• _ТЕКСТ ДЛЯ РАЗБОРА_
Дальнейшее местопребывание хана источники связывают с Ногайской Ордой. Скорее всего, ото были восточные ее провинции — кочевья Алтыулов, т.с. подданных семьи Шейх-Мамая[246]. Средневековые авторы единодушны в описании враждебности, с которой ногаи встретили сибирцев. Мотивы вражды приводятся разные. Ремезовская летопись приписывает ногаям жажду мести Кучуму за притеснения ногаев, осуществленные когда-то его отцом Муртазой, и неприемлемостью опасного сосуществования с пришельцем: «Ведомой ты и славной вор, Муртазелеев сын, и отец твой нам много зла соделал, и ты, хотя и нищ, то же и нам учиниш, что протчие твои люди от тебя же убиты напрасно и озлоблены»[247]. Есиповская летопись объясняет разлад боязнью ногаев перед русскими. Причем в разных редакциях данного памятника имеются любопытные расхождения. В основной редакции враждебная реакция ногаев на появление Кучума представлена как результат их страха перед нападением русских: «Яко русские вой уведают, яко ты зде пребываеши, да и нам такожде сотворят, яко ж и тебе»[248]. Забелинская же редакция отобразила опасение возможного уподобления Кучума Ермаку, боязнь перед бесчинствами хана и его свиты в ногайских владениях: «Ты зде, царю, хош да и нам тако ж, как Ермак з дружиною своею, сотворити, яко ж тебе»[249]. Впрочем, при этих разночтениях сама история появления Кучума в Ногайской Орде, вероятно, содержит признаки бродячего фольклорного сюжета о бегстве и гибели поверженного правителя. Правда, в большинстве текстов нет сведений о каких-то стычках и насильственной смерти хана[250]. Преклонный возраст, болезни и стресс от крушения всех надежд и перспектив уже сами по себе несли опасность для жизни.

• _ЗАДАНИЯ И УПРАЖНЕНИЯ_
[1] Чем, согласно тексту о пребывании хана Кучума в Ногайской Орде, Есиповская летопись объясняет разлад между ногаями и Кучумом?
[2] Продолжите текст о пребывании хана Кучума в Ногайской Орде, начав сразу после его последнего предложения.

• _ПЕРЕЧЕНЬ СТРОК_
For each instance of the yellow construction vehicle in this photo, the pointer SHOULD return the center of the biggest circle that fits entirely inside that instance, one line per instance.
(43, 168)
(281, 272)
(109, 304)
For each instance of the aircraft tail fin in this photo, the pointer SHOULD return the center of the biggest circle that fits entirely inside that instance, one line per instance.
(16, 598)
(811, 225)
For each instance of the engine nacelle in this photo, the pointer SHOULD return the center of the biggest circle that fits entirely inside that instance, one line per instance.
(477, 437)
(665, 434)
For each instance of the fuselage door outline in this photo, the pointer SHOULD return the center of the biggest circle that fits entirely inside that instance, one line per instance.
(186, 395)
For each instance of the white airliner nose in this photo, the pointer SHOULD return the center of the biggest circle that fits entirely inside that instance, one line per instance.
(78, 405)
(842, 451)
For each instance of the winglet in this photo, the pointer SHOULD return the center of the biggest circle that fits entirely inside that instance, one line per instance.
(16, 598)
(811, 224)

• _ОТВЕТЫ ПО НОМЕРАМ_
[1] Боязнью ногаев перед русскими.

[2]
Есть и иные версии места смерти хана помимо Ногайской Орды — упомянутое выше обвинение Канаем бухарцев в убийстве его отца «в Колмаках»; приписывание этого убийства вогулам[251]; смерть настигла-де Кучума «в Каракалпацкой земле»[252] или среди башкир[253]. Долгое время ходили слухи, будто он погиб в битве 20 августа 1598 г. или утонул в Оби при бегстве[254]. Мнения о разных местах смерти Кучума подогревались народной молвой о его могиле, которую «обнаруживали» на Алтае[255] и в окрестностях Тобольска[256]. Очевидно, сразу после смерти этого исторического деятеля его облик стал обрастать легендарными подробностями и внедряться в фольклор сибирских народов.
Хотя и принято считать 1598 г. временем окончательного разгрома Кучума и «годом окончательного утверждения русских в Сибири»[257], хан, очевидно, жил после этого еще около года. Он практически незаметен на страницах документов рубежа ХVІ–XVІІ вв. Но с 1601 г. некоторые источники называют «царем»~ханом его сына Али, что дает некоторое основание историкам приблизительно датировать смерть Кучума этим или скорее двумя предыдущими годами[258]. Место покойного хана заняло его воинственное потомство. В Западной Сибири, Башкирии и на севере казахских степей началась эпоха Кучумовичей.